PROBLEM TO WORK ON:
With the first line below as the start and the line containing "box: [451, 22, 478, 35]" as the end, copy every line between them exactly, ends included.

Stored records:
*** Begin section ***
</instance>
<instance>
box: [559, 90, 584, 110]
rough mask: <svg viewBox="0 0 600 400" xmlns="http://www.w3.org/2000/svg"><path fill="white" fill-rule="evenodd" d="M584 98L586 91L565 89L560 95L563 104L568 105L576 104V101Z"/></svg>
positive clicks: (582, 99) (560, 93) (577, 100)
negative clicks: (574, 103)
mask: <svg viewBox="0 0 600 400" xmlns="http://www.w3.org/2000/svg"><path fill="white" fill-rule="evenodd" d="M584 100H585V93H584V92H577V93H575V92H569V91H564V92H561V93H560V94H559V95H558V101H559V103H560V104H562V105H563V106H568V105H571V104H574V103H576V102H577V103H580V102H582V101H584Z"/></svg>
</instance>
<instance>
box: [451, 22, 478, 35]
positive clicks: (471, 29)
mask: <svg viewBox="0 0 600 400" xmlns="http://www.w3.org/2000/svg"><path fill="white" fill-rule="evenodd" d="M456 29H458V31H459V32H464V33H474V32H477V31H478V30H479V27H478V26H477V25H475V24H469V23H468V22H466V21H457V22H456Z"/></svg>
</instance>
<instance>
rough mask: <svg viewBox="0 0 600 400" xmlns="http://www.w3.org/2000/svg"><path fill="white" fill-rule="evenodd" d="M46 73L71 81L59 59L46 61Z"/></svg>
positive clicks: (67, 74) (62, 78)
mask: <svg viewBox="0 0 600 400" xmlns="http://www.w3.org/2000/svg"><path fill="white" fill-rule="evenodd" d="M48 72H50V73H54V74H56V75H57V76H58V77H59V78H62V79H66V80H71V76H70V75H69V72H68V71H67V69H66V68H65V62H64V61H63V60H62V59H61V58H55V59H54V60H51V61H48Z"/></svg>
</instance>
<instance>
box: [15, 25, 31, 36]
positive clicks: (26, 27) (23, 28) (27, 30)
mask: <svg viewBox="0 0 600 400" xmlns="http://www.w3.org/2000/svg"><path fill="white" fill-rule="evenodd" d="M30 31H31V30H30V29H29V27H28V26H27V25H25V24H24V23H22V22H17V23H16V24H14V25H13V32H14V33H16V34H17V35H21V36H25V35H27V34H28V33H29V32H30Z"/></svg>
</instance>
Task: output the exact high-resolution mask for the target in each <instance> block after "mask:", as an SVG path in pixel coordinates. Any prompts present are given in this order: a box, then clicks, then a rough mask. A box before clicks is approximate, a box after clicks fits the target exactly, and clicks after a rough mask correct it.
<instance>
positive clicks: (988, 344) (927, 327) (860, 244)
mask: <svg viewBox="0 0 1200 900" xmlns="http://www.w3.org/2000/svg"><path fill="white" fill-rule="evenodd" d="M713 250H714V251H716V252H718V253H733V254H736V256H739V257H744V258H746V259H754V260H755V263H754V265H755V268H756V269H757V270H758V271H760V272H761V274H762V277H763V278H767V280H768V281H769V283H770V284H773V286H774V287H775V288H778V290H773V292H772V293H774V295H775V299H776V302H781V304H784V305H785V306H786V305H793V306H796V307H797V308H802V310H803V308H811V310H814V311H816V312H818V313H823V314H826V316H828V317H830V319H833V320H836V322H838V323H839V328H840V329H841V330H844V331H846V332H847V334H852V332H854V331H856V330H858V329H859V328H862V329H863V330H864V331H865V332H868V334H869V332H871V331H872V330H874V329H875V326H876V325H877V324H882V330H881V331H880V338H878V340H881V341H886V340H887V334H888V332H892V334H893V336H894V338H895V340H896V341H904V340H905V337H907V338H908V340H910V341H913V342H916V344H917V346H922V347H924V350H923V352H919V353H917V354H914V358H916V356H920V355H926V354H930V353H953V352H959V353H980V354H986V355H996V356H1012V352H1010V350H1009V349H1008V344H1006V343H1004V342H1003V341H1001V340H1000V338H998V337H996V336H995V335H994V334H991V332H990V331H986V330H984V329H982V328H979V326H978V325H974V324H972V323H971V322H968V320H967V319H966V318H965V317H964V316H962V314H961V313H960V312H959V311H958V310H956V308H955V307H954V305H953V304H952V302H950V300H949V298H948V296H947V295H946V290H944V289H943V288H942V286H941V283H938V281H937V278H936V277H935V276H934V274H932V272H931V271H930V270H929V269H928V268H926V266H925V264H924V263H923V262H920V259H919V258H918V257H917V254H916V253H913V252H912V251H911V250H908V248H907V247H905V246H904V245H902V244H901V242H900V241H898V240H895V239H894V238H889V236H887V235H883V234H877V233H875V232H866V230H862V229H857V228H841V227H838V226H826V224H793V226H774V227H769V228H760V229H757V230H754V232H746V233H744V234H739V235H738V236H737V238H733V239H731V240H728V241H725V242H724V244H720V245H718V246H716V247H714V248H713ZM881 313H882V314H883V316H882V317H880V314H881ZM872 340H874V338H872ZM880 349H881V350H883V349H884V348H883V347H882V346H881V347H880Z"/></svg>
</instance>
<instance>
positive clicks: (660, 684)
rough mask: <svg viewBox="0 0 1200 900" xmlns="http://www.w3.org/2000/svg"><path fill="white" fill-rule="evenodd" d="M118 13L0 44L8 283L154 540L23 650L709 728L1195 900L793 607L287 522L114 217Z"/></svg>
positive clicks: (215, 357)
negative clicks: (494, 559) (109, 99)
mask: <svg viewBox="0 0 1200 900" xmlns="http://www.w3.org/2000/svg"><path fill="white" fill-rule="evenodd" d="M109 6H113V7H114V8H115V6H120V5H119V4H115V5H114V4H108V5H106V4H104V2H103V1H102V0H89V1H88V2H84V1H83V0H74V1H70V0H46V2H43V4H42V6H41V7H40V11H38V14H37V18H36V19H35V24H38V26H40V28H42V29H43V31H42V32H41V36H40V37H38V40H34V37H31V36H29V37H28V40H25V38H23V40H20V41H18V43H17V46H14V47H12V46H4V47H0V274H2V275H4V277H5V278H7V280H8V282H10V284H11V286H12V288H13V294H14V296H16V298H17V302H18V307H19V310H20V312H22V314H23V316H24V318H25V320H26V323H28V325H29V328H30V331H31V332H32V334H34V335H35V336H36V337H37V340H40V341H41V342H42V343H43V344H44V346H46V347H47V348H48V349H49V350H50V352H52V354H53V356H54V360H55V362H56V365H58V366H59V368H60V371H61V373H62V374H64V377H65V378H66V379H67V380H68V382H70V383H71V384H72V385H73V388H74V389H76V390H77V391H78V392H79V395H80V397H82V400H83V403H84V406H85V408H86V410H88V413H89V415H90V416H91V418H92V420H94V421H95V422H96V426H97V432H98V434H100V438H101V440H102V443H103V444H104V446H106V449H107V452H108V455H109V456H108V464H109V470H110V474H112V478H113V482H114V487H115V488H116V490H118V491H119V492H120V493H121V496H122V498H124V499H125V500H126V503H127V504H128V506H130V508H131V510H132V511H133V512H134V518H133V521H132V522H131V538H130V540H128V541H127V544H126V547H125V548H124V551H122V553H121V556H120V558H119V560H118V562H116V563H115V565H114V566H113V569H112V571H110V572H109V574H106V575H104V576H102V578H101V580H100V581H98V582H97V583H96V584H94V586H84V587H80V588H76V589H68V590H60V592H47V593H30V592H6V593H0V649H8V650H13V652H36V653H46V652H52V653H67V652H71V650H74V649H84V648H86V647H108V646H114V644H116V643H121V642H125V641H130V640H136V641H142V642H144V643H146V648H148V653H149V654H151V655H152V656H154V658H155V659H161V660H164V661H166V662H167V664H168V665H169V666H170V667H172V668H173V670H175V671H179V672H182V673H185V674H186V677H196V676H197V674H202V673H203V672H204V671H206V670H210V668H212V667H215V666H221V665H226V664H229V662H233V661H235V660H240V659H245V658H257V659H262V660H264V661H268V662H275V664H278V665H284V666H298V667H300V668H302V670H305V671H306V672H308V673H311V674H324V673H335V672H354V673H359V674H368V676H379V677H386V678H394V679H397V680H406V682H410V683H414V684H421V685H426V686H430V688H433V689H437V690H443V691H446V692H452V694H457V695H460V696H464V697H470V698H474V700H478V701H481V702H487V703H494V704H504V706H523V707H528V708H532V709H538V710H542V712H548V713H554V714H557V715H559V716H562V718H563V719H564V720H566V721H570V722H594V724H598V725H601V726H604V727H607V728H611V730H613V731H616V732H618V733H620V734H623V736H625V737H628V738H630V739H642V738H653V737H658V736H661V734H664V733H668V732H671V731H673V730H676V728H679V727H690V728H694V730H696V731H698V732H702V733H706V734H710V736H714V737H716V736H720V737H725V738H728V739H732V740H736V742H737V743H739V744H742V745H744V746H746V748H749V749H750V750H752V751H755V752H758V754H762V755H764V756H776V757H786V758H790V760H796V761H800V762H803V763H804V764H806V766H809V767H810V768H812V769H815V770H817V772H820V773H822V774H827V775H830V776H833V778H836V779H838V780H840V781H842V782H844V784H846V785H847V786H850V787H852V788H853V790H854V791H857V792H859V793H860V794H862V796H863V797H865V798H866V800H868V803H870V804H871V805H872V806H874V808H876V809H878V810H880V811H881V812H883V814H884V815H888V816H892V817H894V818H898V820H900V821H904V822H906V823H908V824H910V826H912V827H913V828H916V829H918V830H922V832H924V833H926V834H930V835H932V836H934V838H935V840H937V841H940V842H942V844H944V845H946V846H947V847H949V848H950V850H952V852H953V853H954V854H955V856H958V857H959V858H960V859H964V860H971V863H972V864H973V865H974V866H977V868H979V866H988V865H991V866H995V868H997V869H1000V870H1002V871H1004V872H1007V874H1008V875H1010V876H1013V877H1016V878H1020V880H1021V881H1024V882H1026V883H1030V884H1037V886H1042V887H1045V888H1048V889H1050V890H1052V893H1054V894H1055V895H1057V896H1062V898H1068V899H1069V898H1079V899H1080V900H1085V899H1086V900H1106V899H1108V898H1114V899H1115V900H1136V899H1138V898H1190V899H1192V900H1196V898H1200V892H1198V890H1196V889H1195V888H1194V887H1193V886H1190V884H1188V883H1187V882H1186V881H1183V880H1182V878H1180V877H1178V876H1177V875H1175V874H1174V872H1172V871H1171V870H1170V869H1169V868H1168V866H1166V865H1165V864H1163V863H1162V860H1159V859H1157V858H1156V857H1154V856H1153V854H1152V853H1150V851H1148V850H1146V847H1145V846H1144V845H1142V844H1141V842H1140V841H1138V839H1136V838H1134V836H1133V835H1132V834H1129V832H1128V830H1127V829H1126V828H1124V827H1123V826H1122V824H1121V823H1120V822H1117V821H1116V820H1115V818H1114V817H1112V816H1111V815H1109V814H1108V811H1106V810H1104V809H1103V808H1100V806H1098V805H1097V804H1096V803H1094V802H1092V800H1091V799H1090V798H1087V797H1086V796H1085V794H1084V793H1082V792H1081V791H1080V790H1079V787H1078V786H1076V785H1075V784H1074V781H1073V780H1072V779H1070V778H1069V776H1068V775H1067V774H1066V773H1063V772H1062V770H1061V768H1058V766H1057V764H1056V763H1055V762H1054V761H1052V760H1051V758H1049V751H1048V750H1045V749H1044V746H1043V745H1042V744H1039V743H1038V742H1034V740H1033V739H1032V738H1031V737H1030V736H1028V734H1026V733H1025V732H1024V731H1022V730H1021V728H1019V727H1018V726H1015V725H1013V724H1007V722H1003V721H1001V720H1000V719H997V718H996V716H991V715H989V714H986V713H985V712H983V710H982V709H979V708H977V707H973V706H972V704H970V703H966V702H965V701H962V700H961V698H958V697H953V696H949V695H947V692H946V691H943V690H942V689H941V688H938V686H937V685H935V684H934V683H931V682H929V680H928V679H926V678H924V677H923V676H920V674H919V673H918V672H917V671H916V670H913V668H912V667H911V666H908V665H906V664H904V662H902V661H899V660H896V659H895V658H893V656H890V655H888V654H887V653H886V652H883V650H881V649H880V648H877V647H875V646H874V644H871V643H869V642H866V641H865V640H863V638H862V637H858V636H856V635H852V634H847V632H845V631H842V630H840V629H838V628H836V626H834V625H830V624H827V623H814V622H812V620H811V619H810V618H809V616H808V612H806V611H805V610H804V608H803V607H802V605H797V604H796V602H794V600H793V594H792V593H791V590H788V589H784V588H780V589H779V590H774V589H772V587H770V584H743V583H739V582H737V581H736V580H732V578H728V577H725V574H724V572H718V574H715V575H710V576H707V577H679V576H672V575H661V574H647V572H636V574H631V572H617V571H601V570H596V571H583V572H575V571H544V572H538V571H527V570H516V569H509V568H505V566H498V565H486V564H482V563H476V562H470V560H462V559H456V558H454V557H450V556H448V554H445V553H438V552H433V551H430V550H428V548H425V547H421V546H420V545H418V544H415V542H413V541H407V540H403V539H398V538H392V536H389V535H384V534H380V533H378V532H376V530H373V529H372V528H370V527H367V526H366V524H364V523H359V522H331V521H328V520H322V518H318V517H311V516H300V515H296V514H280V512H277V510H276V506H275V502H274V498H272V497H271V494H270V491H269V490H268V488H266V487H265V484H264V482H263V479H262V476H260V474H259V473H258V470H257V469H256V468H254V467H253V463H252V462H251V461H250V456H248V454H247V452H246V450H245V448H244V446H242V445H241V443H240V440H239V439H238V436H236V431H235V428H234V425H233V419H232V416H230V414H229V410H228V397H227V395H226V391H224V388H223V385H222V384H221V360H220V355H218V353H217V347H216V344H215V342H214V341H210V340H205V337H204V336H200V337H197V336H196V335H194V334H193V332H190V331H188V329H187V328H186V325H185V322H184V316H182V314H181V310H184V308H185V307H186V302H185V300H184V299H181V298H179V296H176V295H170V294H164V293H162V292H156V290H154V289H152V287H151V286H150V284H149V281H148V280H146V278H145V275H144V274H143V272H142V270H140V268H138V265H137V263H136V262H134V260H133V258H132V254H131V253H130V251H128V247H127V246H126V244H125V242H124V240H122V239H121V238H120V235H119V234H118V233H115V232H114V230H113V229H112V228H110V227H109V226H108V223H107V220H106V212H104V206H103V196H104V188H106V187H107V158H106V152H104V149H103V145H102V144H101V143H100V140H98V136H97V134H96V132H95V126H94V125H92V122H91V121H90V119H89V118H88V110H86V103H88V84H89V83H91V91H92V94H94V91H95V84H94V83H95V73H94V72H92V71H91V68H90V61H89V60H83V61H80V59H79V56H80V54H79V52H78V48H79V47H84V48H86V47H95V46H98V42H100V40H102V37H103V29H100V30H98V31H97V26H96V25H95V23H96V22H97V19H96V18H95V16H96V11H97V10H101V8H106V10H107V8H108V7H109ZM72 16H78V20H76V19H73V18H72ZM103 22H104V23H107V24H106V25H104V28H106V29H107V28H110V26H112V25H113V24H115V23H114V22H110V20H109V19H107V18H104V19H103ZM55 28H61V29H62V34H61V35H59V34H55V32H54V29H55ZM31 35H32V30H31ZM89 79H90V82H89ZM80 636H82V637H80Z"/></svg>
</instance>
*** End section ***
RESPONSE TO THIS TASK:
</instance>
<instance>
box: [559, 90, 584, 110]
rough mask: <svg viewBox="0 0 600 400" xmlns="http://www.w3.org/2000/svg"><path fill="white" fill-rule="evenodd" d="M584 98L586 91L565 89L560 95L563 104L568 105L576 104V101Z"/></svg>
positive clicks: (582, 99) (560, 93) (577, 100)
negative clicks: (574, 103)
mask: <svg viewBox="0 0 600 400" xmlns="http://www.w3.org/2000/svg"><path fill="white" fill-rule="evenodd" d="M584 100H585V93H584V92H577V93H575V92H569V91H564V92H561V93H560V94H559V95H558V101H559V103H560V104H562V105H563V106H568V105H571V104H574V103H576V102H577V103H580V102H582V101H584Z"/></svg>
</instance>
<instance>
box: [451, 22, 478, 35]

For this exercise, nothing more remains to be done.